■ **DATA**

*** Begin section ***

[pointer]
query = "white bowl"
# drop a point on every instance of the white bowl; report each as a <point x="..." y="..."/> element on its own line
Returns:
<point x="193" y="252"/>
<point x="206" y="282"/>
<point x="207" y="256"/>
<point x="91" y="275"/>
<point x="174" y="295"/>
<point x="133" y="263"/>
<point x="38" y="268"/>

*** End section ***

■ **THE TASK**
Write out exactly the lines of the entries above that run from the line containing "# drop a point" through the last line, including both.

■ **RESPONSE BELOW**
# drop a point on every instance of the white bowl; report each as a <point x="..." y="..."/> element on its own line
Returns:
<point x="193" y="252"/>
<point x="206" y="282"/>
<point x="207" y="256"/>
<point x="91" y="275"/>
<point x="174" y="295"/>
<point x="133" y="263"/>
<point x="38" y="268"/>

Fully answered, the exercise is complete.